GIVEN INSTRUCTION: Set down the full listing exactly, character for character.

(Point labeling dataset excerpts)
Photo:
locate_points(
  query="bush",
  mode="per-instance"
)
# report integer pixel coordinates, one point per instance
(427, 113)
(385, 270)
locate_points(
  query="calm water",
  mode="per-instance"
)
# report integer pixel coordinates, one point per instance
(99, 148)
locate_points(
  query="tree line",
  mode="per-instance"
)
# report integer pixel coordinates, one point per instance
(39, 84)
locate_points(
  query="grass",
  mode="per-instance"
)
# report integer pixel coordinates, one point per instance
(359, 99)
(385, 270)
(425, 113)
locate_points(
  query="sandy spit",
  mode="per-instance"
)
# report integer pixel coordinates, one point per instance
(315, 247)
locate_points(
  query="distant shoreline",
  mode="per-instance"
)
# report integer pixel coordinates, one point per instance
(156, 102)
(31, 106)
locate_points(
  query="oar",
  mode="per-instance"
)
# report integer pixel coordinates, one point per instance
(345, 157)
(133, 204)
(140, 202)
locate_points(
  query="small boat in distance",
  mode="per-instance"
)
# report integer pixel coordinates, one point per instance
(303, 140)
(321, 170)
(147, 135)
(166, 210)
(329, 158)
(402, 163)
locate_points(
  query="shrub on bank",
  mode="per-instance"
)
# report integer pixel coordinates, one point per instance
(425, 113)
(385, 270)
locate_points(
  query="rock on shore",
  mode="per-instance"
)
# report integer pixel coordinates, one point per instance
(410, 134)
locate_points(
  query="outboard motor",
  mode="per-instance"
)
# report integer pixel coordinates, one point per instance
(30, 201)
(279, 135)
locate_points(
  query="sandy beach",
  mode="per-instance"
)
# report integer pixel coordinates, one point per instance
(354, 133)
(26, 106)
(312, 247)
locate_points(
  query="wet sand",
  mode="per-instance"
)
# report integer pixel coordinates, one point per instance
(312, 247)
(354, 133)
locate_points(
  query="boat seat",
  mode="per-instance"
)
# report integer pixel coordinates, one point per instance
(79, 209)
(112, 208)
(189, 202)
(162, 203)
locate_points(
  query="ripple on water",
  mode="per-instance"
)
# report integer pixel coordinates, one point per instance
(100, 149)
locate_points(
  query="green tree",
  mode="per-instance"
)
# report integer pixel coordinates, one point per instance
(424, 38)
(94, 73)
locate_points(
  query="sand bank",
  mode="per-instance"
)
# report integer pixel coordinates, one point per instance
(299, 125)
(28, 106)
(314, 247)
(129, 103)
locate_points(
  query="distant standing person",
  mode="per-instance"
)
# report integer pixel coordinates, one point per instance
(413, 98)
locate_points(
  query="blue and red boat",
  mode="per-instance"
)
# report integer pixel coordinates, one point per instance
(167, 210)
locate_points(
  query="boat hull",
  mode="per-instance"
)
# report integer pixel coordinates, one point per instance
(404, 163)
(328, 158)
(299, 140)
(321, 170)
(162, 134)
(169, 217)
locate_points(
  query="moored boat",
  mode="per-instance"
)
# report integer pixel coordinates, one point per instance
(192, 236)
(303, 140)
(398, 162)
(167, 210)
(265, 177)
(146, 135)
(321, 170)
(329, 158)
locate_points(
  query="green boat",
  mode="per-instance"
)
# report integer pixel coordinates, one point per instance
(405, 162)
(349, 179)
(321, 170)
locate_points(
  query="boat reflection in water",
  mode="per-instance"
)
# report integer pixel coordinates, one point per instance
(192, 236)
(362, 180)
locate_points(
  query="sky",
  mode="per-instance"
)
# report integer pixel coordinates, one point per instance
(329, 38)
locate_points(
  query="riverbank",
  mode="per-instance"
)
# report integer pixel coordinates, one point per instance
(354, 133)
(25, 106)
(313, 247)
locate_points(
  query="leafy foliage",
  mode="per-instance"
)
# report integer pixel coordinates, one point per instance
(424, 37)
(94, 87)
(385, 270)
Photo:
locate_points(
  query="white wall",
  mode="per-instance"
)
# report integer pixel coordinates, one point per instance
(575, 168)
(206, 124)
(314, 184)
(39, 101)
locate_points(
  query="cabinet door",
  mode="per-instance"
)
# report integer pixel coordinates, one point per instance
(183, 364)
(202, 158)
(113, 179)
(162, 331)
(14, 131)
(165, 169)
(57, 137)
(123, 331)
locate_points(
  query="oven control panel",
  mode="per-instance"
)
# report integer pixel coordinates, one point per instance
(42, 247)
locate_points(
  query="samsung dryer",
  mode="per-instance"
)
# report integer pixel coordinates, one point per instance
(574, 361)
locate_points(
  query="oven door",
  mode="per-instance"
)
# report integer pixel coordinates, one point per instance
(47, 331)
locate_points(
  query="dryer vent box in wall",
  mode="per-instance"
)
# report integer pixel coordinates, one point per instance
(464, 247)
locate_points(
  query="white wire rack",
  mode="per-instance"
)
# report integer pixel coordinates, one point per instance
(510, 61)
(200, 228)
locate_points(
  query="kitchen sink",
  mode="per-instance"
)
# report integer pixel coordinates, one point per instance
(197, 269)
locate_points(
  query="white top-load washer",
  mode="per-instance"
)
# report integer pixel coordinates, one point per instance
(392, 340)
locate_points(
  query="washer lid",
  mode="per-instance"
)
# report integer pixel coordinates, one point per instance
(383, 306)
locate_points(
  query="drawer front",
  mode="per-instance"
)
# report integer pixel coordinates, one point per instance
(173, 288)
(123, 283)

RIGHT ANSWER:
Photo:
locate_points(
  query="bush",
  mode="per-instance"
)
# report integer pixel coordinates, one point per instance
(427, 113)
(385, 270)
locate_points(
  query="calm water",
  mode="per-instance"
)
# report integer pixel coordinates, one point per instance
(99, 148)
locate_points(
  query="tree line",
  mode="per-instance"
)
# report integer pixel coordinates, one point per instance
(39, 84)
locate_points(
  query="grass",
  mode="per-instance"
)
# report integer pixel coordinates, one point per instance
(359, 99)
(385, 270)
(425, 113)
locate_points(
  query="sandy spit",
  mode="per-instance"
)
# report integer pixel coordinates, one point per instance
(315, 247)
locate_points(
  query="distant shoreline",
  mode="per-instance"
)
# report integer pixel coordinates, one point per instance
(156, 102)
(31, 106)
locate_points(
  query="oar",
  mode="per-instance"
)
# report integer pixel coordinates, one point per instance
(345, 157)
(133, 204)
(140, 202)
locate_points(
  query="small boat in distance",
  mode="per-instance"
)
# report integer pixel coordinates, one point per instance
(303, 140)
(321, 170)
(147, 135)
(166, 210)
(329, 158)
(402, 163)
locate_points(
  query="shrub on bank",
  mode="per-instance"
)
# report integer pixel coordinates, one point per instance
(425, 113)
(385, 270)
locate_points(
  query="rock on shore",
  mode="per-instance"
)
# report integer pixel coordinates, one point per instance
(410, 134)
locate_points(
  query="outboard motor",
  mode="per-instance"
)
# report integer pixel coordinates, one point per instance
(30, 201)
(279, 135)
locate_points(
  query="sandy beach",
  mode="per-instance"
)
# report integer pixel coordinates, one point per instance
(354, 133)
(26, 106)
(312, 247)
locate_points(
  query="wet sand",
  mode="per-instance"
)
# report integer pixel coordinates, one point per instance
(312, 247)
(354, 133)
locate_points(
  query="boat seat",
  mode="per-instance"
)
# report integer pixel coordinates, one point per instance
(79, 209)
(112, 208)
(189, 202)
(162, 203)
locate_points(
  query="ripple on water",
  mode="per-instance"
)
# report integer pixel coordinates, one point per instance
(100, 149)
locate_points(
  query="green tree",
  mode="per-instance"
)
# report integer pixel coordinates, one point per instance
(424, 38)
(94, 73)
locate_points(
  query="sand bank",
  mode="per-instance"
)
# report integer pixel coordinates, one point per instance
(299, 125)
(28, 106)
(314, 247)
(129, 103)
locate_points(
  query="distant standing person",
  mode="per-instance"
)
# report integer pixel coordinates, one point per instance
(413, 98)
locate_points(
  query="blue and red boat",
  mode="per-instance"
)
# report integer pixel coordinates, one point per instance
(167, 210)
locate_points(
  query="boat hull",
  mode="per-instance"
)
# report integer pixel coordinates, one point per instance
(404, 163)
(328, 158)
(299, 140)
(321, 170)
(162, 134)
(169, 217)
locate_points(
  query="moored boat",
  mode="per-instance"
)
# report integer pixel coordinates, one point per instance
(192, 236)
(303, 140)
(398, 162)
(167, 210)
(265, 177)
(146, 135)
(321, 170)
(329, 158)
locate_points(
  query="green boat",
  mode="per-instance"
)
# report integer pixel coordinates, one point per instance
(405, 162)
(349, 179)
(321, 170)
locate_points(
  query="boat reflection in water",
  mode="per-instance"
)
# report integer pixel coordinates, one point per instance
(192, 236)
(362, 180)
locate_points(
  query="sky",
  mode="per-instance"
)
# report integer pixel coordinates, one point per instance
(329, 38)
locate_points(
  query="riverbank",
  mode="per-instance"
)
# report integer pixel coordinates, one point per instance
(354, 133)
(25, 106)
(313, 247)
locate_points(
  query="leafy foliage",
  mode="per-instance"
)
# report integer pixel coordinates, one point per instance
(424, 37)
(94, 87)
(385, 270)
Photo:
locate_points(
  query="white wall",
  mode="per-instance"
)
# report integer pixel coordinates, one point per instance
(575, 168)
(206, 124)
(314, 184)
(39, 101)
locate_points(
  query="cabinet door",
  mode="per-instance"
)
# report integer pixel coordinates, one point per instance
(183, 364)
(202, 158)
(113, 179)
(162, 331)
(14, 131)
(165, 169)
(57, 137)
(123, 331)
locate_points(
  query="oven control panel",
  mode="per-instance"
)
# report integer pixel coordinates, one point per instance
(42, 247)
locate_points(
  query="samsung dryer",
  mode="per-instance"
)
# report integer pixel coordinates, one point per instance
(574, 361)
locate_points(
  query="oven door",
  mode="per-instance"
)
# report integer pixel coordinates, one point per instance
(47, 331)
locate_points(
  query="dryer vent box in wall",
  mode="per-instance"
)
# report integer pixel coordinates, one point per instance
(464, 247)
locate_points(
  query="white wire rack",
  mode="per-instance"
)
# report integer pixel coordinates, one point per instance
(510, 61)
(200, 228)
locate_points(
  query="kitchen sink",
  mode="per-instance"
)
# report integer pixel coordinates, one point per instance
(197, 269)
locate_points(
  query="white top-load washer",
  mode="per-instance"
)
# report integer pixel coordinates, one point per instance
(392, 340)
locate_points(
  query="washer lid",
  mode="per-instance"
)
# report integer pixel coordinates, one point per instance
(383, 306)
locate_points(
  query="drawer front",
  mode="per-instance"
)
# report integer pixel coordinates, one point per instance
(173, 288)
(123, 283)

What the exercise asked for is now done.